'''

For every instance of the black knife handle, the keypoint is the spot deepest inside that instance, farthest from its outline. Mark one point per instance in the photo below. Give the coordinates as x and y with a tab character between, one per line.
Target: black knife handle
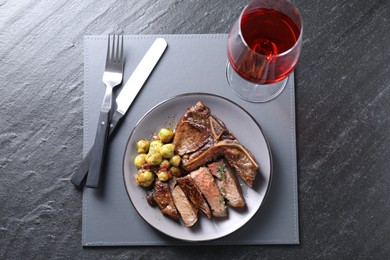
97	162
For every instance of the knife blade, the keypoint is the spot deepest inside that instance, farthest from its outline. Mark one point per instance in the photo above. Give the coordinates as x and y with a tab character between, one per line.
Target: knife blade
124	101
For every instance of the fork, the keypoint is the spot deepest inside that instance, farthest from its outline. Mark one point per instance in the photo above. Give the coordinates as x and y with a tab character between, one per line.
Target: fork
112	77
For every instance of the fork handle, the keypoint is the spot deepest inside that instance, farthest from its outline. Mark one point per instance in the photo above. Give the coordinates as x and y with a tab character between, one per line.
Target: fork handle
97	162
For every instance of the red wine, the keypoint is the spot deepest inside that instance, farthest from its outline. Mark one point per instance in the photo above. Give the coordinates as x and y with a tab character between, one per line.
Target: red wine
266	33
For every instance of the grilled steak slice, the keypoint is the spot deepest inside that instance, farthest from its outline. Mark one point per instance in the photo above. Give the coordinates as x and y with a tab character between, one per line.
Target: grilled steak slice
236	155
205	182
162	196
242	161
227	183
201	138
194	124
188	213
193	193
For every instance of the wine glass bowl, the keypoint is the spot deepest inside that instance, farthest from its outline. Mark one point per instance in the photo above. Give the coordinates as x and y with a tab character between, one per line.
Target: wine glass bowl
263	49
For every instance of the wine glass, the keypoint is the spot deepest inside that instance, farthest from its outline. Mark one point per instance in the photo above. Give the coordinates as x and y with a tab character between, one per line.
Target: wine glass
263	48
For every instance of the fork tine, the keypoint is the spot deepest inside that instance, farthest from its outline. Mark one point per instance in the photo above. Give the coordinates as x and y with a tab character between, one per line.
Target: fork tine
122	55
117	49
113	49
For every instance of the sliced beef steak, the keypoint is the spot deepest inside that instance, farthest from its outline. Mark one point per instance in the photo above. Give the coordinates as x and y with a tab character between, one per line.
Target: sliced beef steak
163	198
205	182
201	138
188	213
188	186
227	183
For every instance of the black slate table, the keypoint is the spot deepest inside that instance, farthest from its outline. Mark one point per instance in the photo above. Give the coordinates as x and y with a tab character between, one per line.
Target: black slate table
343	123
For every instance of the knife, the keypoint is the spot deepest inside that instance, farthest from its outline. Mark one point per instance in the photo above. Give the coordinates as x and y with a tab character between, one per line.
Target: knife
124	101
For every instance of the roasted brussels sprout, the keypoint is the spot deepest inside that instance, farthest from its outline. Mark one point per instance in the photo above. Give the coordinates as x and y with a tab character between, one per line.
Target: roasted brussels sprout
163	175
144	178
155	146
175	171
167	150
166	135
143	146
154	158
165	165
139	160
175	161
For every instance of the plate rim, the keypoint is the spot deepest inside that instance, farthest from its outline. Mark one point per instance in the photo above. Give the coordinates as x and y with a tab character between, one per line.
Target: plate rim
209	95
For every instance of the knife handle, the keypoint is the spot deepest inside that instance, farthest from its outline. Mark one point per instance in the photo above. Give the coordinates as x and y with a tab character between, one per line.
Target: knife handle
79	176
97	162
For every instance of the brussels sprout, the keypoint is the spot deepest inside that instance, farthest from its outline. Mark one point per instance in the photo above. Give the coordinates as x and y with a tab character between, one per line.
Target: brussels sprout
154	158
175	171
175	160
144	178
167	150
143	146
155	146
164	165
139	160
163	175
166	135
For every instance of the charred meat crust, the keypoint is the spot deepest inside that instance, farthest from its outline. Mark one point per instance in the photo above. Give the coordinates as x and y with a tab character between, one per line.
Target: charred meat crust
205	182
201	138
188	213
227	183
163	198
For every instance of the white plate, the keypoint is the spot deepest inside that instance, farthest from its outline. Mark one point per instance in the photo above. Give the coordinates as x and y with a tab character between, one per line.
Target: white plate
246	130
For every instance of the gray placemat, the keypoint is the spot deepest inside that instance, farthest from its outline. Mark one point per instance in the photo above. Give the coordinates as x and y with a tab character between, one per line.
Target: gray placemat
192	63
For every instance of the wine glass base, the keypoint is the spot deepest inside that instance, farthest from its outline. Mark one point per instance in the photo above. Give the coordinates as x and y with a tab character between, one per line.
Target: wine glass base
252	92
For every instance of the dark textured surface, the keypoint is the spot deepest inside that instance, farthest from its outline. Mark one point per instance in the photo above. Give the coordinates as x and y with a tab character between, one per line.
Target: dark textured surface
343	123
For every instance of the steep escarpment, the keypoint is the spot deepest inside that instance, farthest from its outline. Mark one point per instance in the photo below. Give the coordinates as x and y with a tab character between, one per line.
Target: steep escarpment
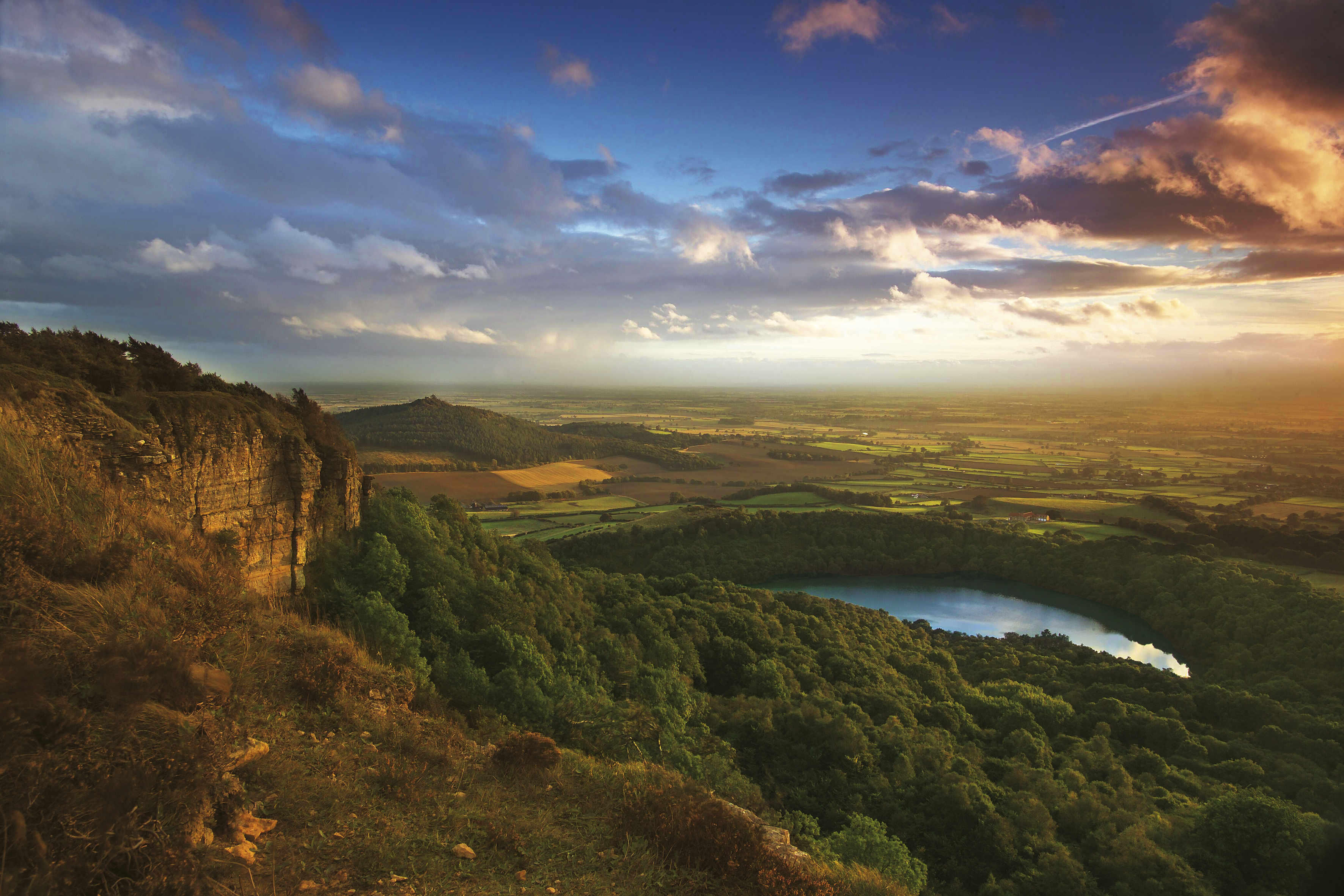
267	477
476	436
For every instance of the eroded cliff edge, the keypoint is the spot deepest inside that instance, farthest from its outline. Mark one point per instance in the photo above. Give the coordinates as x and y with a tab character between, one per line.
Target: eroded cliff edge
220	461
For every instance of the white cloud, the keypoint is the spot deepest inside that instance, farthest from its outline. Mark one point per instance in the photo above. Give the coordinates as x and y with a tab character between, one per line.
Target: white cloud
195	258
702	240
346	324
339	99
1159	308
472	272
897	244
668	315
865	19
635	330
318	258
935	293
379	253
566	72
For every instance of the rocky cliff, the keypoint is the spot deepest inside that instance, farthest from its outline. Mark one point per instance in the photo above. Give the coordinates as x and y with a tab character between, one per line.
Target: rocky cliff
221	462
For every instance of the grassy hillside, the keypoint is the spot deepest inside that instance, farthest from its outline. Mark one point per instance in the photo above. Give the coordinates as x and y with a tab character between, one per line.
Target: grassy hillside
170	733
479	436
141	384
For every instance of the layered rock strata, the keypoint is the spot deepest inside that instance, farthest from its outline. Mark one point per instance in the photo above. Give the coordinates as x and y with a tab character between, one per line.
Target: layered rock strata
222	464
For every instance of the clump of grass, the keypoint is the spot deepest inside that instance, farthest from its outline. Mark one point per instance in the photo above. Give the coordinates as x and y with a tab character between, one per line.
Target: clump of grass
526	753
690	827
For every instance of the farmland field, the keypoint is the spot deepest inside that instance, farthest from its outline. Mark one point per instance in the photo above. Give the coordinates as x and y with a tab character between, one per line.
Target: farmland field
1220	459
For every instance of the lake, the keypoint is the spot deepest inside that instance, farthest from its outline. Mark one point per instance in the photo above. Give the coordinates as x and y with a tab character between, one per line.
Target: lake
994	608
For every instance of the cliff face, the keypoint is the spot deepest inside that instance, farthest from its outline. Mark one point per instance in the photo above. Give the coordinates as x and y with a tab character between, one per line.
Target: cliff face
215	461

'''

### What needs to be done
Omit every picture, then repeat the remaining data exactly as it appears above.

### Complete output
For every instance of the black knife handle, the keypoint is the spot deepest inside that instance, farthest from its outline. Mark one point per instance in the photo below. Give the coordinates as x and y with a tab character between, one per line.
Target: black knife handle
97	162
For every instance of the knife blade, the keypoint is the spot deepest inside that instance, farthest from its outline. Mark one point per instance in the photo above. Give the coordinates as x and y with a tab character between, one per line.
Target: knife blade
124	101
For every instance of the fork, the keypoint is the spot deepest inside that instance, farthest from its outline. Mark one point per instance in the photo above. Give the coordinates as x and y with a tab character between, one per line.
Target: fork
112	77
For every instance of the fork handle, the keypoint is the spot deepest inside that instance, farthest from its outline. Mark one point per instance in the photo above. Give the coordinates as x and y with a tab character between, one per line.
Target: fork handle
97	162
For every instance of the red wine, the keypoint is the spot deepest inside that instance, farthest from its outline. Mark one point per instance in the photo above. Give the coordinates as x and y with a tab character between, one per line.
Target: red wine
266	33
For every instance of the grilled steak slice, the keypoint is the spot deepest inside that instance, farthest from its outline. Mark one point per instance in the photo above. Give the coordinates as x and y with a tab character between, one per line.
Target: grilled steak slice
236	155
205	182
162	196
242	161
227	183
201	138
194	124
188	213
193	193
For every instance of the wine glass bowl, the keypoint is the spot deepest inside that instance, farthest from its outline. Mark one point per instance in the photo above. Give the coordinates as x and y with a tab character between, one per line.
Target: wine glass bowl
263	49
For every instance of the wine glass, the keypoint is the spot deepest inside that instance, farthest from its outline. Mark one point per instance in the photo above. Give the coordinates as x and y with a tab character between, one per line.
Target: wine glass
263	48
For every instance of the fork tine, the keypoint is the spot deepest inside that instance, farthest from its outline. Mark one point per instance in the photo above. Give the coordinates as x and y with a tab character between, one per line.
Target: fork tine
122	55
117	49
113	49
For every instance of the sliced beef steak, the keypoint is the spot deepest inside that instance, farthest from its outline. Mark one point per instance in the photo above. Give the coordinates as x and y with a tab character between, one per line.
Target: sliced beef steak
163	198
205	182
201	138
188	213
188	186
227	183
For every instance of the black slate table, the keypoint is the spot deepest inside that instance, farthest from its outline. Mark one point per instance in the photo above. Give the coordinates as x and y with a tab character between, one per line.
Target: black slate table
343	123
For every instance of the knife, the keypoint is the spot deepest inside that instance, farthest from its outline. Mark one point per instance in the photo above. Give the coordinates as x and y with a tab character between, one per line.
Target: knife
124	101
For every instance of the roasted brussels sprout, the keypoint is the spot deepest inside that instance, farthest from its outline. Mark one point per instance in the photo above. Give the coordinates as x and y with a tab character between, one per line.
Target: roasted brussels sprout
163	175
144	178
155	146
175	171
167	150
166	135
143	146
154	158
165	165
139	160
175	161
For every instance of the plate rim, the keypoint is the spot deepest inside that instance, farthest from its outline. Mark one point per instance in the photo above. Give the coordinates as x and y with a tab character between, one per line.
Target: plate rim
209	95
For every instance of the knife handle, the keypoint is the spot deepest inside that instance, farthest from its outline. Mark one point per instance in the photo above. Give the coordinates as x and y with a tab character between, one per line.
Target: knife handle
79	176
97	162
For every instance of the brussels sprout, the keypoint is the spot deepest inside that instance, farthest from its outline. Mark one point per instance in the photo above. Give the coordinates as x and y with a tab character between, one per line.
Target: brussels sprout
154	158
175	171
175	160
144	178
167	150
143	146
155	146
164	165
139	160
163	175
166	135
For every instance of the charred meat crust, the keypoint is the spot deepest inside that instance, farthest from its outline. Mark one point per instance in the photo above. Give the coordinates as x and y with a tab character between, one per line.
Target: charred meat crust
205	182
201	138
188	213
227	183
163	198
For every instance of the white plate, the keypoint is the spot deepest inside that instance, farthest from its outline. Mark one point per instance in the photo above. Give the coordinates as x and y with a tab character between, one per line.
Target: white plate
246	130
For every instance of the gray placemat, the keypoint is the spot deepest inside that instance, farthest from its outline. Mark one point per instance in the photo above. Give the coordinates as x and y with a tab character between, one per line.
Target: gray placemat
192	63
For every instance of the wine glass base, the keypoint is the spot deepest inside that instance, farthest from its outline. Mark one point per instance in the photo above. Give the coordinates as x and y with a tab character between, one per line.
Target: wine glass base
252	92
For every instance of the dark textured surface, the keypoint is the spot deepest inside that instance, farthest from its outline. Mark one point per instance in the photo above. Give the coordinates as x and y with a tab character between, one per line.
Target: dark textured surface
343	123
For every instance of the steep escarpment, the keypoint is the spot deepest inside that instance, farthest from its outline. Mark one point per instance in the photo below. Give the coordinates as x and y with a tab character between, one per line.
Target: steep escarpment
267	477
476	436
For every instance of the eroded cliff edge, the keypoint is the spot deepest inside that instance, farthest from its outline. Mark one point per instance in the photo above. Give the coordinates as x and y with a tab character between, one per line.
Target: eroded cliff edge
220	461
For every instance of the white cloud, the keypoint is the spot deepest inside that instance, farthest from its outline. Mark one point per instance in the photo above. Give the coordinates as x and y with a tab character between, one per line.
Target: white cloud
195	258
702	240
346	324
339	99
1159	308
472	272
897	244
668	315
865	19
635	330
318	258
935	293
379	253
566	72
For every instance of the rocky cliff, the keypoint is the spot deepest inside that instance, farthest from its outline. Mark one point per instance in the photo above. Give the coordinates as x and y with a tab character between, one per line.
Target: rocky cliff
221	462
For every instance of the grassy hillside, the keypoint is the spot deepest inside that instance, farthest from its outline. Mark one point per instance in the photo above. Give the coordinates as x and y with a tab character between, one per line.
Target: grassy hillside
170	733
479	436
141	384
For every instance of the layered rock strata, the keypoint is the spot deepest inside that instance, farthest from its outline. Mark one point per instance in the photo above. Give the coordinates as x and y with a tab character between, one per line.
Target: layered rock strata
222	464
For every instance of the clump of grass, the keypoint is the spot deepest inside that instance, farthest from its outline. Mark one point per instance in the photo above. Give the coordinates as x and y with a tab character between, one per line.
Target: clump of grass
526	753
690	827
For every instance of the farmland field, the keypoint is the spot deepest inside that instance, farthest from its outline. Mark one point per instance in the photo above. Give the coordinates as x and y with a tab character between, one per line.
Target: farmland field
1220	459
For every instance of the lake, the keypoint is the spot deepest inside that instance, farthest from its outline. Mark one point per instance in the photo above. Give the coordinates as x and y with a tab character between, one per line.
Target: lake
994	608
For every instance of the cliff face, the keypoint is the spot deepest inside that instance, farthest from its outline. Mark one point per instance in the photo above. Give the coordinates as x and y with a tab character between, one per line.
Target: cliff face
215	461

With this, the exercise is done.